··· TEXT EXTRACT ···

I miss the visible Xp posts a lot, both making them, reading them, and getting them. I feel this has much higher priority than most other restoration efforts. I agree this was the single best new feature in a long, long time. Possibly the best new feature ever.

If they were a bother to edit at admin, I see several options:

* Less prickly admins. 
* Make it easier to edit them 
* Add an option for members not to display Xp comments to their posts
* An option for readers not to see any posted Xp comments
* Never display the Xp posts of an ignored user, the system will not accept Xp from an ignored user to your posts
* Add an option to make individual Xp comments invisible, accessible both to admins and to the poster who was commented

Of curse, all of this entails more work. But as upgrades go, I feel this one is very much worth the effort.


----------



## Starfox

One of the main reasons I like this is that I can give a short reply top an early post in a long thread without getting into post necromancy. The main thrust of the thread might have gone elsewhere entirely, but I can still post a minor comment on an early post without derailing the discussion. I can even add Xp to years-old threads. The author will be notified, but the thread is not revived.

Another use is the "I agree" post noted above. I can quote the specific part I agree with.

It can also be used to avoid threadjack while still leaving a comment. Say I come up with a tangential idea, or like something in a post that is not strictly relevant to the discussion at hand - I can use Xp comments to post this in an unobtrusive way.

It encourages the handing out of Xp. Without Xp comments, there is not much point to having Xp at all. And we all like Xp, right? I know I do.

About the only part I disagreed with the old system was the repeat Xp limiter, that I felt was a bit too tight. I agree there should be a limit, but I feel it should have been less limiting. Maybe make it a time limit - such as no repeat within 3 hours. Should prevent spam without being a hindrance.

I sometimes feel the need for anti-xp, handing out small demerits to a post in a similar way. But on second though I don't think this would be a good feature - too much potential for bitterness and infighting. And I suppose this ties in with the abuses people have noticed above - misusing Xp comments to give snide remarks is just that, a misuse.

···

■ EXERCISES:
A) List every option that the forum thread on Xp comments offers for the case that those comments were a bother to edit at admin.
B) Reproduce the passage of the forum thread on Xp comments starting at "It can also" and ending at "an unobtrusive way.".

··· DATA EXCERPT ···

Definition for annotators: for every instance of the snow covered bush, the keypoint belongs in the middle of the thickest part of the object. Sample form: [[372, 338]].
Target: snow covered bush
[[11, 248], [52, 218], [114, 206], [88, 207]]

···

■ ANSWERS TO THE TASKS:
A)
- Less prickly admins.
- Make it easier to edit them
- Add an option for members not to display Xp comments to their posts
- An option for readers not to see any posted Xp comments
- Never display the Xp posts of an ignored user, the system will not accept Xp from an ignored user to your posts
- Add an option to make individual Xp comments invisible, accessible both to admins and to the poster who was commented

B)
It can also be used to avoid threadjack while still leaving a comment. Say I come up with a tangential idea, or like something in a post that is not strictly relevant to the discussion at hand - I can use Xp comments to post this in an unobtrusive way.